# [Instructions to follow]
In the answer, every entry must appear exactly as given.

--- Records supplied Enclosed Below ---

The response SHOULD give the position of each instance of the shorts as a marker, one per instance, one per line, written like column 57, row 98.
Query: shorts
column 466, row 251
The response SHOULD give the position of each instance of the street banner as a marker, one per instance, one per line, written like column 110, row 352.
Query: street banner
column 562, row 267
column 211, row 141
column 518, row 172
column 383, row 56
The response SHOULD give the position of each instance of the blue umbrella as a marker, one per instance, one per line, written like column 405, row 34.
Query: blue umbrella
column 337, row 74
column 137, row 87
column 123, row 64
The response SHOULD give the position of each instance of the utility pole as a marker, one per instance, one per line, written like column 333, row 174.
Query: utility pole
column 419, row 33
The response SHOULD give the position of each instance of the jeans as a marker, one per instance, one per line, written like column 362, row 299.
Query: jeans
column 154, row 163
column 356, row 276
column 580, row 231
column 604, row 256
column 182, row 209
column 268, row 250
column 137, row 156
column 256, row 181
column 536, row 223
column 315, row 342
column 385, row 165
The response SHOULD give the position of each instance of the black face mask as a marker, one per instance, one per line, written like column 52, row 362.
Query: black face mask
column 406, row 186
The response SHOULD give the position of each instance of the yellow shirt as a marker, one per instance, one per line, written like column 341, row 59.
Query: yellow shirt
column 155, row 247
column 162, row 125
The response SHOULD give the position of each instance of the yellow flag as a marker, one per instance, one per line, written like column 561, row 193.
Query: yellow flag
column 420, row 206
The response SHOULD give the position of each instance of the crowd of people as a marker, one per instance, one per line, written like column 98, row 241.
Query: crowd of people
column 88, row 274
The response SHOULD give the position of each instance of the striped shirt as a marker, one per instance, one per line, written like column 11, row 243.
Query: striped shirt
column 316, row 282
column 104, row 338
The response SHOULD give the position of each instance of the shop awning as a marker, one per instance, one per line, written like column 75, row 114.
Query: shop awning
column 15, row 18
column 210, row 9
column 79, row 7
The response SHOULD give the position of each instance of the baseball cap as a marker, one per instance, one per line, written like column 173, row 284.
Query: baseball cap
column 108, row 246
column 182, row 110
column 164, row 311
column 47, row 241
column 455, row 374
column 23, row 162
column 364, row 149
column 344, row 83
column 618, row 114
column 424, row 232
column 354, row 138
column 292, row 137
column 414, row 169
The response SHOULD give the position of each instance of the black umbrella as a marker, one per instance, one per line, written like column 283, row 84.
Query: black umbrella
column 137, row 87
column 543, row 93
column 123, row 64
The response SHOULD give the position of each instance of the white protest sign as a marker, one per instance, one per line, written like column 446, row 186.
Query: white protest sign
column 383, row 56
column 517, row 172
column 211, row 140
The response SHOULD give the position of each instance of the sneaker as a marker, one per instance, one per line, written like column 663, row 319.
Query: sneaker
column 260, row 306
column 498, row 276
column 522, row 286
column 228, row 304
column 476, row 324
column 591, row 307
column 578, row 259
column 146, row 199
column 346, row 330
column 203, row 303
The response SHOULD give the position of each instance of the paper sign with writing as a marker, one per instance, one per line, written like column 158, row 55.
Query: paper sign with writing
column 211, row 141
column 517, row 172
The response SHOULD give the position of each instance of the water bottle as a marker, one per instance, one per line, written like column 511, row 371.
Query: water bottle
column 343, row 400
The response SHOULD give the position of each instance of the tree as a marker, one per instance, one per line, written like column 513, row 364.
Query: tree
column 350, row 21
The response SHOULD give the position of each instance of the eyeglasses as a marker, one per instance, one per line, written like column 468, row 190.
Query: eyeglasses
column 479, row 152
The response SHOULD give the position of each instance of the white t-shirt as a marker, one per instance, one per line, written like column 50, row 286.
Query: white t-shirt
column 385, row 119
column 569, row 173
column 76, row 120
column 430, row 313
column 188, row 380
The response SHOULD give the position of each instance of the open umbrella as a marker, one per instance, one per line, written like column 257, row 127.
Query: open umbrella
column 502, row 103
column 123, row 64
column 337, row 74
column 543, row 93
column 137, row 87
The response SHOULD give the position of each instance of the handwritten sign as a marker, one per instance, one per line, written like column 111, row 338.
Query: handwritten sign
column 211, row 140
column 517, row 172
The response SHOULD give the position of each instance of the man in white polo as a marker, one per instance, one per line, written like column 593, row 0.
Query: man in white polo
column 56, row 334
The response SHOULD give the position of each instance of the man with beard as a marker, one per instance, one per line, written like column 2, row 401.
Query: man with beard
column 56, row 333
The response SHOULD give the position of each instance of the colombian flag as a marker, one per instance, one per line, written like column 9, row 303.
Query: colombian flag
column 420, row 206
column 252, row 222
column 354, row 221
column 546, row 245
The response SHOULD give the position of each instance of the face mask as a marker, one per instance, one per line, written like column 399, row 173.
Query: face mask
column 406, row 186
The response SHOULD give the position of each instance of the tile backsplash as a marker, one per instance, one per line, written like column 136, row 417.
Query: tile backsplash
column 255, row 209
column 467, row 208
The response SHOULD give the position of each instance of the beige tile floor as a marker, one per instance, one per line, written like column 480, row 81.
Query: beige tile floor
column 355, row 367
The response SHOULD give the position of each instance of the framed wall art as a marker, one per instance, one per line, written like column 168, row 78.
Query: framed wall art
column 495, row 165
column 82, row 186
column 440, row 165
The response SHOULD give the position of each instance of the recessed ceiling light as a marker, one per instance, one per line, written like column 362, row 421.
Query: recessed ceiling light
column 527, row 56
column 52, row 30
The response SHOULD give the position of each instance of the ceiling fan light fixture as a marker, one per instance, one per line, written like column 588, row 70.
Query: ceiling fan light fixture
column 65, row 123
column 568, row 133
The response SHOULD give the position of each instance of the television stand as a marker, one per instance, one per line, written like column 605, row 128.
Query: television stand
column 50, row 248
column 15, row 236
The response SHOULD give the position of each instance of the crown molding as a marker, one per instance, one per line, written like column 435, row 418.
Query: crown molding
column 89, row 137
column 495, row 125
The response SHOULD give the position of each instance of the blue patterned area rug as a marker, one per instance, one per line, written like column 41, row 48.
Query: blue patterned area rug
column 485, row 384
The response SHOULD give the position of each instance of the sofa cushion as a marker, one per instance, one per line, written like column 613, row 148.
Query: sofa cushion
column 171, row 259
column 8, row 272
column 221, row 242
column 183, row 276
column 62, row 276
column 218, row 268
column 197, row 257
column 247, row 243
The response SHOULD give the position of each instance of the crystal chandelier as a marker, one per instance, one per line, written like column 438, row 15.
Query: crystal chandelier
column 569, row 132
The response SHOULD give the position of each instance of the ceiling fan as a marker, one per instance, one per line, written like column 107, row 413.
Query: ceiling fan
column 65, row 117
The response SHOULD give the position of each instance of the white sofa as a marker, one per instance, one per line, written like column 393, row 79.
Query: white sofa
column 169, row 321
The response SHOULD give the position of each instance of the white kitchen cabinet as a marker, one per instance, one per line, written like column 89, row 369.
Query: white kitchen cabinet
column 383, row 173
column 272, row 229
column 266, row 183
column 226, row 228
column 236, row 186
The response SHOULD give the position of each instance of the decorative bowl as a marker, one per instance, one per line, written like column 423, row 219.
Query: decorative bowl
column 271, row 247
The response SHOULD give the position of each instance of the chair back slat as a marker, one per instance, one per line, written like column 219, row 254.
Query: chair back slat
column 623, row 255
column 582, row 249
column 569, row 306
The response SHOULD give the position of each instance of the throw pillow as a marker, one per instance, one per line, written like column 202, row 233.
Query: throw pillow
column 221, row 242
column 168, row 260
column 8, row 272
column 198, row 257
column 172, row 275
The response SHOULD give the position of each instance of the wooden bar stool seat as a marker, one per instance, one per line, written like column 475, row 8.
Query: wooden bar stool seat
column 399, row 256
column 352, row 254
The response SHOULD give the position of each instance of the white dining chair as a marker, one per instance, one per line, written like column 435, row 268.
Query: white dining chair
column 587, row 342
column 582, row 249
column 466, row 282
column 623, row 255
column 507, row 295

--- End of Enclosed Records supplied ---

# [Answer for the task]
The response SHOULD give the position of each instance of the shorts as a marker, one per instance, one per line, written like column 57, row 98.
Query: shorts
column 466, row 251
The response SHOULD give the position of each instance of the street banner as a marker, one per instance, one per line, written like column 110, row 352.
Query: street banner
column 562, row 267
column 211, row 141
column 518, row 172
column 383, row 56
The response SHOULD give the position of each instance of the blue umbrella as a marker, one per instance, one per line, written like column 405, row 34.
Query: blue umbrella
column 337, row 74
column 137, row 87
column 123, row 64
The response SHOULD give the position of each instance of the utility pole as a marker, one per instance, one per line, written like column 333, row 174.
Query: utility pole
column 419, row 33
The response SHOULD give the position of each instance of the jeans as a marker, one per instance, one per line, written like column 362, row 299.
Query: jeans
column 154, row 163
column 356, row 276
column 580, row 231
column 604, row 256
column 182, row 209
column 268, row 250
column 137, row 156
column 256, row 181
column 536, row 223
column 315, row 342
column 385, row 165
The response SHOULD give the position of each instance of the black face mask as a marker, one per instance, one per line, written like column 52, row 362.
Query: black face mask
column 406, row 186
The response SHOULD give the position of each instance of the yellow shirt as a marker, one per instance, one per line, written like column 341, row 59.
Query: yellow shirt
column 155, row 247
column 162, row 125
The response SHOULD give the position of each instance of the yellow flag as a marker, one per instance, one per line, written like column 561, row 193.
Query: yellow flag
column 420, row 206
The response SHOULD give the position of each instance of the crowd of people as a marker, one per instance, one per line, written like column 98, row 241.
Query: crowd of people
column 88, row 274
The response SHOULD give the position of each instance of the striped shirt as a marker, one per instance, one per line, written like column 11, row 243.
Query: striped shirt
column 316, row 282
column 104, row 338
The response SHOULD give the position of each instance of the shop awning as a marker, one per instance, one per line, written like column 75, row 114.
Query: shop awning
column 15, row 18
column 210, row 9
column 79, row 7
The response SHOULD give the position of each instance of the baseball cap as a marker, one per instance, one per line, written like column 173, row 284.
Query: baseball cap
column 108, row 246
column 182, row 110
column 164, row 311
column 47, row 241
column 455, row 374
column 23, row 162
column 364, row 149
column 344, row 83
column 618, row 114
column 424, row 232
column 354, row 138
column 292, row 137
column 414, row 169
The response SHOULD give the position of each instance of the black umbrella as a marker, one per instance, one per line, written like column 283, row 84.
Query: black umbrella
column 137, row 87
column 543, row 93
column 123, row 64
The response SHOULD give the position of each instance of the white protest sign as a marker, one per instance, one per line, written like column 446, row 186.
Query: white protest sign
column 383, row 56
column 517, row 172
column 211, row 140
The response SHOULD give the position of each instance of the sneaker as a marker, one per instance, one per line, written like column 663, row 319.
Query: sneaker
column 260, row 306
column 498, row 276
column 522, row 286
column 228, row 304
column 476, row 324
column 591, row 307
column 578, row 259
column 146, row 199
column 346, row 330
column 203, row 303
The response SHOULD give the position of each instance of the paper sign with writing as a marker, one per instance, one per line, written like column 158, row 55.
Query: paper sign with writing
column 211, row 141
column 517, row 172
The response SHOULD give the position of each instance of the water bottle as a marker, one per instance, one per line, written like column 511, row 371.
Query: water bottle
column 343, row 400
The response SHOULD give the position of each instance of the tree as a marker, one per instance, one per line, written like column 513, row 364.
Query: tree
column 350, row 21
The response SHOULD give the position of each instance of the eyeglasses as a marker, one per instance, one per line, written like column 468, row 190.
Query: eyeglasses
column 479, row 152
The response SHOULD give the position of each instance of the white t-shirt as a marker, one per instance, one per line, written like column 50, row 286.
Query: white t-shirt
column 385, row 119
column 569, row 173
column 76, row 120
column 430, row 313
column 188, row 380
The response SHOULD give the position of each instance of the open umbrella as a marker, one per instance, one per line, written like column 257, row 127.
Query: open umbrella
column 502, row 103
column 123, row 64
column 337, row 74
column 543, row 93
column 137, row 87
The response SHOULD give the position of each instance of the handwritten sign as a marker, one per instance, one per line, written like column 111, row 338.
Query: handwritten sign
column 211, row 140
column 517, row 172
The response SHOULD give the position of each instance of the man in white polo as a marker, one per instance, one per line, written like column 593, row 0.
Query: man in white polo
column 56, row 334
The response SHOULD give the position of each instance of the man with beard as a marker, one per instance, one per line, written like column 2, row 401.
Query: man with beard
column 56, row 333
The response SHOULD give the position of each instance of the colombian flag as a marker, one per instance, one per line, written like column 9, row 303.
Query: colombian flag
column 420, row 206
column 252, row 222
column 354, row 221
column 546, row 245
The response SHOULD give the position of each instance of the face mask as a marker, one per instance, one per line, written like column 399, row 173.
Query: face mask
column 406, row 186
The response SHOULD give the position of each instance of the tile backsplash as a marker, one per instance, one per line, written like column 136, row 417.
Query: tile backsplash
column 255, row 209
column 467, row 208
The response SHOULD give the position of each instance of the beige tile floor as a marker, one per instance, one per line, written like column 480, row 81.
Query: beige tile floor
column 355, row 367
The response SHOULD give the position of each instance of the framed wall art as a marker, one per instance, one per line, written like column 168, row 78.
Query: framed wall art
column 495, row 165
column 82, row 186
column 440, row 165
The response SHOULD give the position of each instance of the recessed ceiling light as a marker, one per instance, one per line, written like column 362, row 421.
Query: recessed ceiling light
column 527, row 56
column 52, row 30
The response SHOULD give the position of each instance of the ceiling fan light fixture as a marker, one per instance, one per line, written like column 588, row 70.
Query: ceiling fan light fixture
column 65, row 123
column 568, row 133
The response SHOULD give the position of each instance of the television stand as a marker, one per instance, one per line, written like column 605, row 128.
Query: television stand
column 50, row 248
column 15, row 236
The response SHOULD give the position of each instance of the crown molding as a marker, one per instance, one per line, written like column 435, row 418.
Query: crown molding
column 89, row 137
column 495, row 125
The response SHOULD give the position of each instance of the blue patterned area rug as a marker, one per instance, one per line, written like column 41, row 48.
Query: blue patterned area rug
column 485, row 384
The response SHOULD give the position of each instance of the sofa cushion as a marker, one per instance, one per line, written like column 613, row 148.
Query: sofa cushion
column 171, row 259
column 8, row 272
column 221, row 242
column 183, row 276
column 62, row 276
column 218, row 268
column 197, row 257
column 247, row 243
The response SHOULD give the position of each instance of the crystal chandelier as a marker, one per instance, one per line, written like column 438, row 15.
Query: crystal chandelier
column 569, row 132
The response SHOULD give the position of each instance of the ceiling fan as a marker, one per instance, one per line, written like column 107, row 413.
Query: ceiling fan
column 65, row 117
The response SHOULD give the position of each instance of the white sofa as a marker, one per instance, one per line, written like column 393, row 79.
Query: white sofa
column 169, row 321
The response SHOULD give the position of each instance of the white kitchen cabinet as a marker, one per instance, one per line, written like column 89, row 369.
Query: white kitchen cabinet
column 383, row 173
column 272, row 229
column 266, row 183
column 226, row 228
column 236, row 186
The response SHOULD give the position of each instance of the decorative bowl as a marker, one per instance, one per line, written like column 423, row 219.
Query: decorative bowl
column 271, row 247
The response SHOULD give the position of each instance of the chair back slat as a marker, one per instance, one per line, written like column 219, row 254.
Query: chair back slat
column 623, row 255
column 582, row 249
column 569, row 306
The response SHOULD give the position of each instance of the throw pillow as a marker, one per instance, one per line, written like column 202, row 233.
Query: throw pillow
column 221, row 242
column 168, row 260
column 8, row 272
column 198, row 257
column 172, row 275
The response SHOULD give the position of each instance of the wooden bar stool seat as a marker, one per instance, one per line, written like column 475, row 8.
Query: wooden bar stool seat
column 399, row 256
column 352, row 254
The response SHOULD give the position of each instance of the white dining chair as a marker, one per instance, one per line, written like column 435, row 268.
Query: white dining chair
column 587, row 342
column 582, row 249
column 466, row 282
column 623, row 255
column 507, row 295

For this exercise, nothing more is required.